▶ [WRITTEN EXERCISE 1]:
Can you transcribe the records word for word, starting at their first line and stopping after the line that contains "left=517, top=271, right=641, bottom=309"?

▶ [TEXT PASSAGE]:

Cloud computing is the core concept of C-RAN. Due to its centrality, fronthaul complexity increases with the number of active users and data transmission. So, to overcome these problems, a new edge computing scheme like fog computing is proposed. In [21], harmonization of C-RAN and fog computing is established. Though both have some advantages and limitations, their harmonization can make the whole system very efficient. Here the concept of local link, i.e., device-to-device link in close proximity and the remote link, is used at the time of downloading any content. The load in cloud and device for the highest performance is analyzed in terms of latency, throughput, and error.
A unified model is proposed in [22]. Currently, various C-RAN models are proposed to explore the potential advantages of C-RANs. So a unified model of C-RAN for 5G is not straight forward.
Apart from RANaaS, C-RAN technology opens up many application fields where centralized processing of signal communication has to be done. As the resources are centralized and information from many different RRHs are coming to the baseband pool for processing, much joint processing for overall performance gain can be done efficiently. One of the recent works on this technology is the Indoor Distributed Antenna System (IDAS). In [23], an SDR based solution approach to tackle latency, fronthaul capacity resource control is discussed. At the same time, a practical implementation of the Indoor Distributed Antenna System (IDAS) is also presented by using the C-RAN platform. Their experimental study also discloses some answers like controlling the communication between RRH and BBU, managing BS resources in the server platform, impact of interface algorithm on the system. Traditional cloud computing resource sharing platform will not work in this case because of stringent timing constraints. How to use some advanced technology to deal with these timing constraints is still a research topic.
In 2016 a colossal work was done on the architecture of C-RAN. In [24], a novel model has been created to deal with high capacity data transfer in urban areas. In urban areas, there is a huge gap in data transfer rates between the business area and the residential area. In this work, a set of positions of BS is taken as input and come up with optimal BBU positions as output. To build the model, delay, load balance, and capacity requirement are considered as parameters. This analytical model is composed of four components, namely, RRH proliferation, BBU positioning, load balancing, and BBU dimensioning. The simulation results are promising and successfully evaluate the best deployment configuration from the operators’ perspective. The result also shows that in that way, the resources in the BBU pool can be decreased by up to 25% in their peak loads.
At the same time, in [25], critical technologies used in C-RAN are discussed. In this work, it was shown that traditional hexagonal topology does not fit with the current C-RAN deployment model. As the introduction of the microcell, picocell, femtocell in a multitier and ultra-dense network, HetNet topology cannot be depicted as a hexagonal grid because BS or RRHs are random in this case. Moreover, the ON/OFF facility in femtocell makes it more randomized. So, a frameless model is necessary. This model is called as Frameless Network Architecture (FNA). The stochastic geometry method, with a Poisson Point Process (PPP) model, has been proposed for this type of dynamic network. One very recent model, Ginibre Point Process (GPP), has been submitted for depicting this deployment topology. In FNA, there is no need for handover. The serving set will be updated automatically to ensure the QoS requirement.

▶ [DATA FOR THIS TASK]:
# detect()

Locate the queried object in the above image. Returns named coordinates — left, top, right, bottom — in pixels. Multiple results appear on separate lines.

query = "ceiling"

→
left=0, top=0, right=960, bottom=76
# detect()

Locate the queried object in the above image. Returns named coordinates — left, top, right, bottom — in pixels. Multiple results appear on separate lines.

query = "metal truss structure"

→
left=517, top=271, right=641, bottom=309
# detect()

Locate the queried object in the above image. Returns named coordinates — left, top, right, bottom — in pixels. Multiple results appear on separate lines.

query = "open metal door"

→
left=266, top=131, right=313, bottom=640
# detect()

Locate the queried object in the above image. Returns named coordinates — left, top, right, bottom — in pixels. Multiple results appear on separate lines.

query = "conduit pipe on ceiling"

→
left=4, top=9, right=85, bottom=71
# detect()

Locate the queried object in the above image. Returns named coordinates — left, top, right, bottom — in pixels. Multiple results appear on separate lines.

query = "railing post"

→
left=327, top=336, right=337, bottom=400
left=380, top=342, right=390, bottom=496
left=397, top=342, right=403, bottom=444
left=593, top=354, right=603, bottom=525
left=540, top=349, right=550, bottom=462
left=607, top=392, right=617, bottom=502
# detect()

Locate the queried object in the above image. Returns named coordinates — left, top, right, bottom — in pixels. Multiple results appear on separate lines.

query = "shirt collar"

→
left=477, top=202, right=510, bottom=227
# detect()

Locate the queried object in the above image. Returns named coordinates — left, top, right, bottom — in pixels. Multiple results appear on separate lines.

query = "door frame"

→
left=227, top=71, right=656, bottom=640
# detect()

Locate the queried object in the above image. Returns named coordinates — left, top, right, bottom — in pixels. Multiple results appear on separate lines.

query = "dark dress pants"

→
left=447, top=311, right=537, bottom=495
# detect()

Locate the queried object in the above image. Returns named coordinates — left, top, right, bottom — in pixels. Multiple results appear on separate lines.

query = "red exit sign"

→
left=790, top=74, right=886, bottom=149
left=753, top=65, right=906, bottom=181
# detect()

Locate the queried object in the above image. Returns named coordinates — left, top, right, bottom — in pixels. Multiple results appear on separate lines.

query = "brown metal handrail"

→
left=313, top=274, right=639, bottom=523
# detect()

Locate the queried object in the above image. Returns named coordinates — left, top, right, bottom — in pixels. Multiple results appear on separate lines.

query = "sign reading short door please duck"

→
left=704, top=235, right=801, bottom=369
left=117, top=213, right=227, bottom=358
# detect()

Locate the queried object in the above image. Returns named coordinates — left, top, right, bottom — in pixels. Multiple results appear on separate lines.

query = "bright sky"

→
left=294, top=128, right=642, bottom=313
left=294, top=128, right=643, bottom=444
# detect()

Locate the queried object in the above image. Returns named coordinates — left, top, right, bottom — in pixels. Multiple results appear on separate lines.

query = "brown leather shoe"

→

▶ [WRITTEN EXERCISE 2]:
Answer these questions about the C-RAN passage:
(a) By how much can the resources in the BBU pool be decreased at their peak loads in the 2016 model described in [24]?
(b) What does the abbreviation IDAS stand for?
(c) What is the frameless model discussed in [25] called?

▶ [TASK ANSWER 1]:
# detect()

Locate the queried object in the above image. Returns named coordinates — left, top, right, bottom — in pixels. Multiple results appear on separate lines.

query = "ceiling"

→
left=0, top=0, right=960, bottom=76
# detect()

Locate the queried object in the above image. Returns named coordinates — left, top, right, bottom — in pixels. Multiple results appear on separate lines.

query = "metal truss structure"

→
left=517, top=271, right=641, bottom=309

▶ [TASK ANSWER 2]:
(a) By up to 25%.
(b) Indoor Distributed Antenna System.
(c) Frameless Network Architecture (FNA).